__Ketentuan Tugas__.
Sebutkan semua agama atau kepercayaan yang disebut namanya dalam teks tentang keadilan dalam Islam.

__Teks yang Ditampilkan__.
Tahukah Anda bahwa keadilan dalam Islam hanya ‘kalah’ dari prinsip tauhid? Keadilan menjadi tolok ukur utama keislaman sejauh orang beriman menghayati prinsip tauhid. Mengenai prinsip tauhid ini, kerap kali orang memikirkannya dengan kategori kuantitatif sehingga mesti mempertentangkannya, entah secara langsung atau tektok, dengan pandangan tritunggal dalam kekristenan atau trimurti dalam hinduisme. Apakah memang prinsip itu seharusnya didekati dengan paradigma kuantitatif, God knows.
Yang saya yakini, kalau Allah dikerangkeng dalam paradigma kuantitatif, Ketuhanan YME dalam Pancasila benar-benar mbèlgèdhès dan arogansi agama impor sungguh dikompori. Saya ingat sejak SD diberi info soal animisme-dinamisme yang dipertentangkan dengan agama. Saya juga mawas diri pernah menganggap orang-orang zaman old menyembah berhala dengan pemujaan di bawah pohon rindang tanpa saya sungguh mengerti apa yang ada dalam benak mereka. Adilkah menilai pihak lain tanpa koneksi dan pemahaman yang memadai?

__Kutipan Materi__.
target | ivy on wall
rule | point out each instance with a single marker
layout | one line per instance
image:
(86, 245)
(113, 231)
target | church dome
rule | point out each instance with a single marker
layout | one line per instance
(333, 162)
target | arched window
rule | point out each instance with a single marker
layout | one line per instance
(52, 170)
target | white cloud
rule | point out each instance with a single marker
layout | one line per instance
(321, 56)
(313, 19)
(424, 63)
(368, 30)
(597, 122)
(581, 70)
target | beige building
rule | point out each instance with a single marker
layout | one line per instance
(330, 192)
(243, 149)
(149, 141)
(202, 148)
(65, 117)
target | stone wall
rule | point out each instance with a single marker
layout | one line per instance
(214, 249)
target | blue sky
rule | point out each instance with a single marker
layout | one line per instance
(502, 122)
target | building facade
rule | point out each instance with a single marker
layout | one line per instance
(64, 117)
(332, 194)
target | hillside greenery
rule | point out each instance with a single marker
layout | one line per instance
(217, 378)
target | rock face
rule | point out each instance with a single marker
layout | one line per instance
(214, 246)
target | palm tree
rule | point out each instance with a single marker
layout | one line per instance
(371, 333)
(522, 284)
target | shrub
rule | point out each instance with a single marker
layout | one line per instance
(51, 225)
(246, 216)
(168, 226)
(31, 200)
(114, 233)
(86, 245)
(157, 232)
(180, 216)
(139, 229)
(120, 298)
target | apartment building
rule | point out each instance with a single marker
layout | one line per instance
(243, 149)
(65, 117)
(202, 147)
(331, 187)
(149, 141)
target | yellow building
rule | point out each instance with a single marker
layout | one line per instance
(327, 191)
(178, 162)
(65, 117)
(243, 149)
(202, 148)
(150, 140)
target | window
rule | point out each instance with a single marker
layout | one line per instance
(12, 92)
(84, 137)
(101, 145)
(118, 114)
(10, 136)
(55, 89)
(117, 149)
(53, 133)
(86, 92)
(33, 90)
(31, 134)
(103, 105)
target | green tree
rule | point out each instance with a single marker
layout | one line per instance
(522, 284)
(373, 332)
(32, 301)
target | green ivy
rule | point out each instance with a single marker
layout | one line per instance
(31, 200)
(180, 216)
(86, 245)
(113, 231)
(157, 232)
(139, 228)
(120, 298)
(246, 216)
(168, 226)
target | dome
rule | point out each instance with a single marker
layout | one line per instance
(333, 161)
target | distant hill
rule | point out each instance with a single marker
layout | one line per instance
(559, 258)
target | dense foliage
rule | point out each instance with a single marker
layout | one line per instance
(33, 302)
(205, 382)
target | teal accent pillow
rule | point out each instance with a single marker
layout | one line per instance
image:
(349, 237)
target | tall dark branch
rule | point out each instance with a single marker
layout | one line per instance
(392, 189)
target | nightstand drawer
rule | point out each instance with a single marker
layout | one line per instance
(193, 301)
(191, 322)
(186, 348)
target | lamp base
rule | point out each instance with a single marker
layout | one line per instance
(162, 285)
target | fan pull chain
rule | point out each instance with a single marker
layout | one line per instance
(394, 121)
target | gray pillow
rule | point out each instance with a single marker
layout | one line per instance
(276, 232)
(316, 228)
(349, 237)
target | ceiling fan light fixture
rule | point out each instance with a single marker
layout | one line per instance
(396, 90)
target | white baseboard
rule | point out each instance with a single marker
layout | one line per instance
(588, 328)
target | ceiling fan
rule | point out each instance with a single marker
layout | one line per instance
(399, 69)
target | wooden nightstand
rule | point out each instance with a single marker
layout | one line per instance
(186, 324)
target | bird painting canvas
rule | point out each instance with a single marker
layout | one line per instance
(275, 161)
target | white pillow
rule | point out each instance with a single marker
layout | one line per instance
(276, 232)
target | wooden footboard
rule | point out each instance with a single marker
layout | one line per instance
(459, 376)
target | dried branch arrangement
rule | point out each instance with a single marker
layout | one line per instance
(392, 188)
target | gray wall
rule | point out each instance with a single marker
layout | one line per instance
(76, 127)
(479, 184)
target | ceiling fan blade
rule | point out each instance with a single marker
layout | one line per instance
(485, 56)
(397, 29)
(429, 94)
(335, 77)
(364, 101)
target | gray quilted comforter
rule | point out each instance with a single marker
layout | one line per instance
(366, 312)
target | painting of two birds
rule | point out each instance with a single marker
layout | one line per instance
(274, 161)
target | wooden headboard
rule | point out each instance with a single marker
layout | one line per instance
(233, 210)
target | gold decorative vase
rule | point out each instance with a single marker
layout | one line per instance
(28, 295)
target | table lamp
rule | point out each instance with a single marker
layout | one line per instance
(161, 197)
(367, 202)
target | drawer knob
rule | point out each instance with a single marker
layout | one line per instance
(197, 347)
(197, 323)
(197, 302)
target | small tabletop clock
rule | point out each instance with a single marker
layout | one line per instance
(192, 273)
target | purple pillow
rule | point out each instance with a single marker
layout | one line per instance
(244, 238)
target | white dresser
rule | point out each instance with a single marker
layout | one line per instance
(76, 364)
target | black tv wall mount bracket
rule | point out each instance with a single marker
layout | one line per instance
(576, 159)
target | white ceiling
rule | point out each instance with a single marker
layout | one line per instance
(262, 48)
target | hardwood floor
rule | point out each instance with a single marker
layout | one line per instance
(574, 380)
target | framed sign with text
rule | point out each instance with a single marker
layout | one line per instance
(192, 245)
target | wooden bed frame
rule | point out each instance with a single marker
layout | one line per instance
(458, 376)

__Jawaban Latihan__.
Islam, kekristenan, hinduisme, animisme-dinamisme